(Pointing and labeling entries)
____

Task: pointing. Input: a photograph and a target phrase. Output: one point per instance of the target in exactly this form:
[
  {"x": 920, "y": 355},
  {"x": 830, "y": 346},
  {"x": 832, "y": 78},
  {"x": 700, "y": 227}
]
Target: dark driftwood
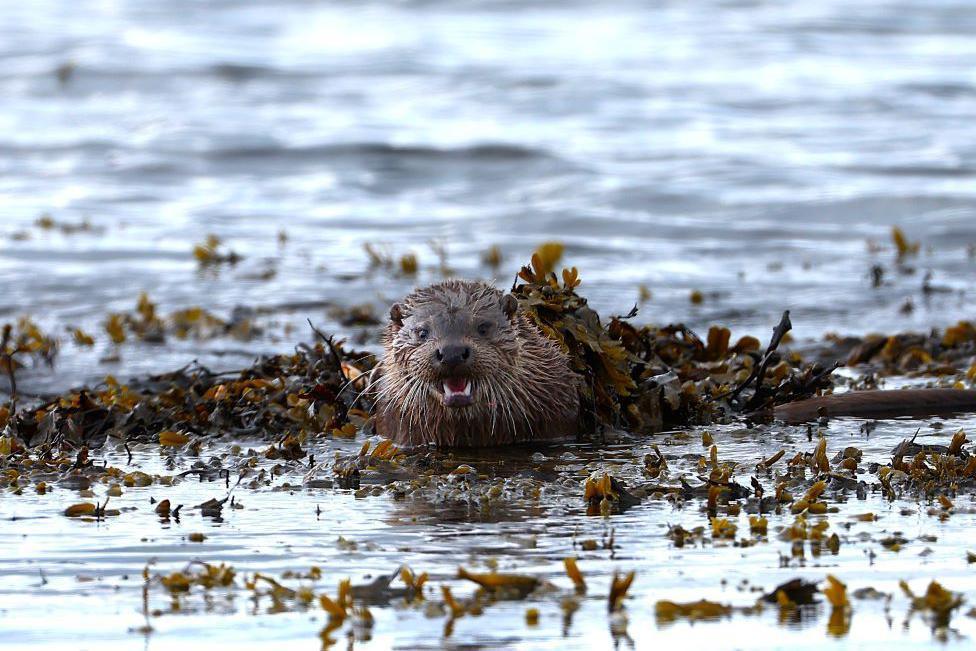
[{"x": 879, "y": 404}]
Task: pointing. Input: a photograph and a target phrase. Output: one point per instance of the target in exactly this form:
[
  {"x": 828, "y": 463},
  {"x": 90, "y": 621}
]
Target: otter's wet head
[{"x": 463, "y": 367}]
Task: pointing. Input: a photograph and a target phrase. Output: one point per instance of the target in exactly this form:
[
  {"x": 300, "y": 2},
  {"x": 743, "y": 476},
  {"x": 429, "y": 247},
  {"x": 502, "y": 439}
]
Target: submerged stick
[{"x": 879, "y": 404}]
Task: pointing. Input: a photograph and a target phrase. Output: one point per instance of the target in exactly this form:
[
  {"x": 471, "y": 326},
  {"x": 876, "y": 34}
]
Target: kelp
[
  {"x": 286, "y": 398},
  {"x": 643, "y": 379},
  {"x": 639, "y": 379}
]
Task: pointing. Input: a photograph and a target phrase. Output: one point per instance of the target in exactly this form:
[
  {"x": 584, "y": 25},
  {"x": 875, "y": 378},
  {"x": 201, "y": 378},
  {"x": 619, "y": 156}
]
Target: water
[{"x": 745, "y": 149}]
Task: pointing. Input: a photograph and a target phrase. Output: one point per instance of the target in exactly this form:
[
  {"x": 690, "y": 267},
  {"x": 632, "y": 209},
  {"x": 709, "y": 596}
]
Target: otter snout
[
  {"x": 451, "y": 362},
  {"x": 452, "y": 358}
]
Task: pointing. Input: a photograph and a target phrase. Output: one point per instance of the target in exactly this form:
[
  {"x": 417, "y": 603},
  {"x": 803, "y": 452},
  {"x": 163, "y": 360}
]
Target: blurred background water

____

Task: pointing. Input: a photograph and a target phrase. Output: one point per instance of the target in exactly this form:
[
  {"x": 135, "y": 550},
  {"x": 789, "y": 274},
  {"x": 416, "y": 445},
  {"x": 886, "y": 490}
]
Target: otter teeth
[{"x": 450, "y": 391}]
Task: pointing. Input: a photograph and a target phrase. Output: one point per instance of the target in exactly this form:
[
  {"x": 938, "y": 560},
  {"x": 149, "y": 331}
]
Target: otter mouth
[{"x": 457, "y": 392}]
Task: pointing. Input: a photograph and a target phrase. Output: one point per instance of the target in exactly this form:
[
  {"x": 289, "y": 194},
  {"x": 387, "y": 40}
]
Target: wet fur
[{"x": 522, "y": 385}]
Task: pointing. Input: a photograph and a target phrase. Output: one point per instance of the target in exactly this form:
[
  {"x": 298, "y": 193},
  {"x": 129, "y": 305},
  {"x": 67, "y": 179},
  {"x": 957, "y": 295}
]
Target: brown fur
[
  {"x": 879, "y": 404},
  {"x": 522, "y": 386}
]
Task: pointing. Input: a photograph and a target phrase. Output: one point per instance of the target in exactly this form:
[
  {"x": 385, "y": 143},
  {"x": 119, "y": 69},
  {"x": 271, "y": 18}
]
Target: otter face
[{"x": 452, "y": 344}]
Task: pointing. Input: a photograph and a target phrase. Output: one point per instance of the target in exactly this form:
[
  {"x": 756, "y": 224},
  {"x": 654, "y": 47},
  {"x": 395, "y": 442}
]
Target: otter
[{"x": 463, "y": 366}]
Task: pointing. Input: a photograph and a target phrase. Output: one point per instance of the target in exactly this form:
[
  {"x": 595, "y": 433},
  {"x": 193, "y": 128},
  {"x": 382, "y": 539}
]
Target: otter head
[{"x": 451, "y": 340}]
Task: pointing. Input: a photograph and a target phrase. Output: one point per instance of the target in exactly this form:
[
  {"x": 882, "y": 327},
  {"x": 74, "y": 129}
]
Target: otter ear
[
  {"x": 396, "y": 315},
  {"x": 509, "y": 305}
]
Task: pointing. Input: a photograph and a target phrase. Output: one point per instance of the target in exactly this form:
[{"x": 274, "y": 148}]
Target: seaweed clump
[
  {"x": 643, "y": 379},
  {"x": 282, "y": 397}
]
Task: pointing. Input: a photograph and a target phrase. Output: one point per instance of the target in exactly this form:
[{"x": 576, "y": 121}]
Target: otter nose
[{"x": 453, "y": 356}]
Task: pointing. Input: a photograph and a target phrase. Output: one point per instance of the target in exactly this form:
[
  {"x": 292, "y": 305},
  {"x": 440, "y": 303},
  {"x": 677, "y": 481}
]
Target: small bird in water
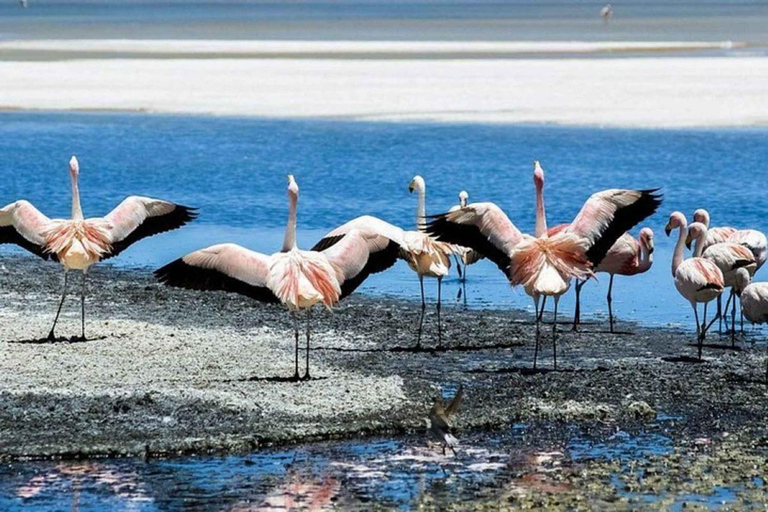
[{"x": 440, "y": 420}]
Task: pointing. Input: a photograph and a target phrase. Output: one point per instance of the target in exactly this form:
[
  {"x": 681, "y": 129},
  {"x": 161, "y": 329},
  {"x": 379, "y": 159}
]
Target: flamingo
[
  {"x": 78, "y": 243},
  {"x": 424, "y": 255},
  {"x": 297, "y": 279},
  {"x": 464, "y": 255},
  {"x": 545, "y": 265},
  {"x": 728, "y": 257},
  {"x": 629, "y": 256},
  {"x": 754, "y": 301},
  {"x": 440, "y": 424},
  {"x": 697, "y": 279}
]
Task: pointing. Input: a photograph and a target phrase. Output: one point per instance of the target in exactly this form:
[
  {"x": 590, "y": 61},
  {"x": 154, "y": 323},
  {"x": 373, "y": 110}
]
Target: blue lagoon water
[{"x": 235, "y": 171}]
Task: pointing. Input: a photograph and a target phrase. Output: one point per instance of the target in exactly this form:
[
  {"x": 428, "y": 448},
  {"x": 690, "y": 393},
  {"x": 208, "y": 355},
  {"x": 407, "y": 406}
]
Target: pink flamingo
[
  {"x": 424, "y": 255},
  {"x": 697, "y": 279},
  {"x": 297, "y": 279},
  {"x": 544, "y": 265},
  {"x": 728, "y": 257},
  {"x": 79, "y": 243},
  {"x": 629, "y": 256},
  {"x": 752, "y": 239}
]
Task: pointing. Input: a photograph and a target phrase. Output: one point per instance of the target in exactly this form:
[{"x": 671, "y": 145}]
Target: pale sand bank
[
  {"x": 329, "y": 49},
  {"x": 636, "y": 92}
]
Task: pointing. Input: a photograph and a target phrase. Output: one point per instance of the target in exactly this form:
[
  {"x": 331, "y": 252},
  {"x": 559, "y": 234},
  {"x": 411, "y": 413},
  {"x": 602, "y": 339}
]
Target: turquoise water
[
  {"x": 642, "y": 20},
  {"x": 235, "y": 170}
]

____

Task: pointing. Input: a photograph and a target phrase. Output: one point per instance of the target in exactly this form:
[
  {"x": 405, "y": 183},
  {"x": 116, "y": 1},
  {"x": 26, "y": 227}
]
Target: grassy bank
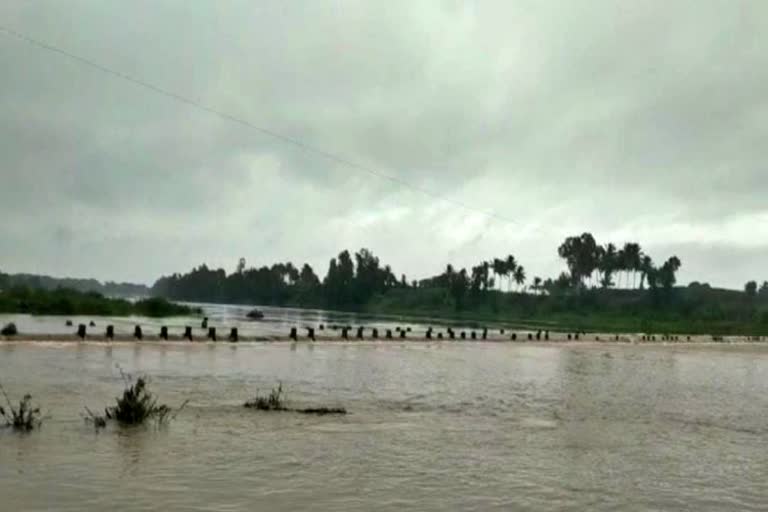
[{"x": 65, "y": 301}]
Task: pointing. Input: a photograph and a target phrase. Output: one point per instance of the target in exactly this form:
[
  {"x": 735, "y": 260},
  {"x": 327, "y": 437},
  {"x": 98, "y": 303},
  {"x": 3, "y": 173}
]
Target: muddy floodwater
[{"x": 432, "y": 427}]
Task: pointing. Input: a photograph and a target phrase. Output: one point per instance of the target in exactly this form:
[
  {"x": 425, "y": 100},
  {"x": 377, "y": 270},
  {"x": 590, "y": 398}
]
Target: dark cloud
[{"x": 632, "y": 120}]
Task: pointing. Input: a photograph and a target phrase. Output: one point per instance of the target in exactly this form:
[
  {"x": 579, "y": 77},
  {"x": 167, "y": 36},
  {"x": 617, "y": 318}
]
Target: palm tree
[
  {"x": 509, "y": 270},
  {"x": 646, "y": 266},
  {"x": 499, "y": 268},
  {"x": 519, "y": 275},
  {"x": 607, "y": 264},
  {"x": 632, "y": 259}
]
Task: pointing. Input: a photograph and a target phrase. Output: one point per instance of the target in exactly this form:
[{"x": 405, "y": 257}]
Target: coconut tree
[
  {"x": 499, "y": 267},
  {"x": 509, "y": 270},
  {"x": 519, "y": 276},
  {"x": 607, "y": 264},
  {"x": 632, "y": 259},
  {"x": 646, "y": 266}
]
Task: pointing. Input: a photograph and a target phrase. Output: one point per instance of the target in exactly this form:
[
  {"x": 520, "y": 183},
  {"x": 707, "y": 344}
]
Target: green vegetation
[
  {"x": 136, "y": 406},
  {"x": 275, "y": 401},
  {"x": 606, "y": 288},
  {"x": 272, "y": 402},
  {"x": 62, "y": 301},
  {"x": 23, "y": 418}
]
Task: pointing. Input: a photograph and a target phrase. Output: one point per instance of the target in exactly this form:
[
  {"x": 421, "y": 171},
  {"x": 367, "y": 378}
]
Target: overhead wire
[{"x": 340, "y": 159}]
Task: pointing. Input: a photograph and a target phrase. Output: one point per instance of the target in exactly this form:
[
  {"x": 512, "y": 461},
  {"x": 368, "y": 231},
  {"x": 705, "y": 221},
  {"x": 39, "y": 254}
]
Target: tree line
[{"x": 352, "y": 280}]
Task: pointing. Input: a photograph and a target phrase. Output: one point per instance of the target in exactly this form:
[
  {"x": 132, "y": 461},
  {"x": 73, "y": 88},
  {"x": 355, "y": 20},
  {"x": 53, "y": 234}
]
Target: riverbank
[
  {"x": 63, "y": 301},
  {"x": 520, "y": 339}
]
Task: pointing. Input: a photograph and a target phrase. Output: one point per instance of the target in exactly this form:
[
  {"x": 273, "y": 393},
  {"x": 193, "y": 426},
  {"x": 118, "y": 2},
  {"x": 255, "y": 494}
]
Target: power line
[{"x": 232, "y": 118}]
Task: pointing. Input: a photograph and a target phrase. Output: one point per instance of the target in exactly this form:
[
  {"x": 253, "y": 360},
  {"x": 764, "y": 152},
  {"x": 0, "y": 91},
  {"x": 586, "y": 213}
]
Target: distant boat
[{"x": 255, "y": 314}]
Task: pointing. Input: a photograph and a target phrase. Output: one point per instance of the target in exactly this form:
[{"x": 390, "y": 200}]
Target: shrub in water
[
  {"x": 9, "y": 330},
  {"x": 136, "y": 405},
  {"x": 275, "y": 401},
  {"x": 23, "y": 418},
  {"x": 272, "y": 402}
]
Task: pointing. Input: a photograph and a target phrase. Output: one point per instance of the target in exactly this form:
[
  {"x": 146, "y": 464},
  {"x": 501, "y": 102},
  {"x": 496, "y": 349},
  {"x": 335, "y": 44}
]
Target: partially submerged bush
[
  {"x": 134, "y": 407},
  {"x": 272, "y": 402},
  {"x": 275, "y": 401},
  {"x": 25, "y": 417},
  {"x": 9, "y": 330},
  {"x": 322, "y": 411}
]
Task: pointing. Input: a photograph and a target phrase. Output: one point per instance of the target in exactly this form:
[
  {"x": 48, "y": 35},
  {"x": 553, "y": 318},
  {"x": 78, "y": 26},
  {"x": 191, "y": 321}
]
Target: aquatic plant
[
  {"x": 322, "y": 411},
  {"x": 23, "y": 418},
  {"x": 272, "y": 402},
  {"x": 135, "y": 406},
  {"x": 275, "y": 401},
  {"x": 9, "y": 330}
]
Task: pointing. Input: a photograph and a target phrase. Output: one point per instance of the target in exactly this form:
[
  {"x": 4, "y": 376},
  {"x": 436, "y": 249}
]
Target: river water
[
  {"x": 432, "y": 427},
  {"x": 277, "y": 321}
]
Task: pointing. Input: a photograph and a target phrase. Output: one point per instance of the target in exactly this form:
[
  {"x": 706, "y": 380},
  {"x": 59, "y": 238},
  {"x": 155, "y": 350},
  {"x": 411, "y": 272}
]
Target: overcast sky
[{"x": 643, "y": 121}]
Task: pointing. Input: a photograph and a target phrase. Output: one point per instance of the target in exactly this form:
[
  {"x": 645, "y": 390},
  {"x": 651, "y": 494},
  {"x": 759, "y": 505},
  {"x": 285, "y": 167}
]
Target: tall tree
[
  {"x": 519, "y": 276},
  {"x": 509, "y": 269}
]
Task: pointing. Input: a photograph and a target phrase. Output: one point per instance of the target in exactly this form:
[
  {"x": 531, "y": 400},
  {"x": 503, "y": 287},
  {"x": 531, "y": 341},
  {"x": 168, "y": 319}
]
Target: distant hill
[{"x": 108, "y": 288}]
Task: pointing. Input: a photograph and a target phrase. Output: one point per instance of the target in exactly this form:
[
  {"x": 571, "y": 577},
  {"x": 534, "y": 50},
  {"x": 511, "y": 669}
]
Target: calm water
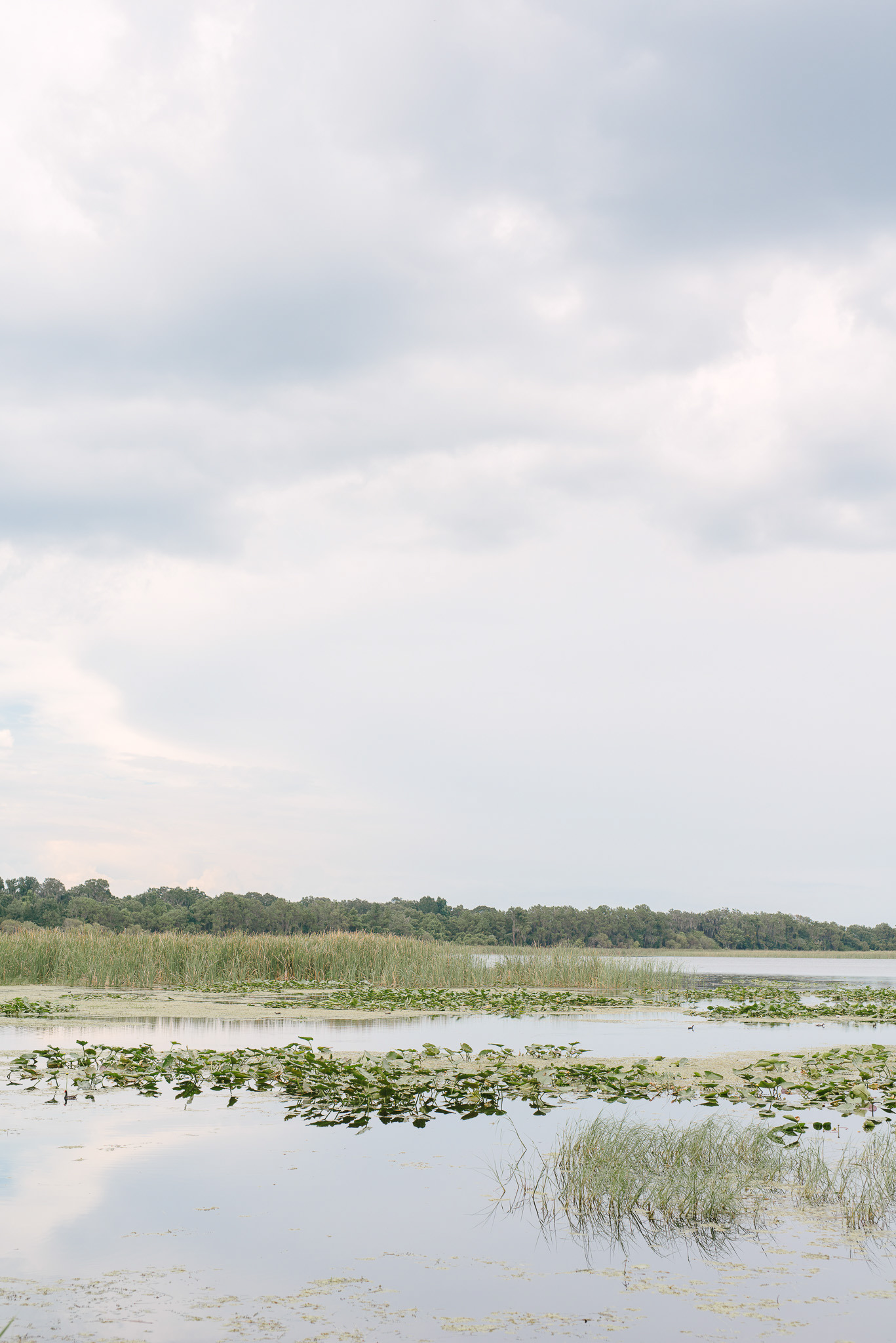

____

> [Requirement]
Count the lines in the rows above that contain the word "dark", and give only that number.

> [Output below]
2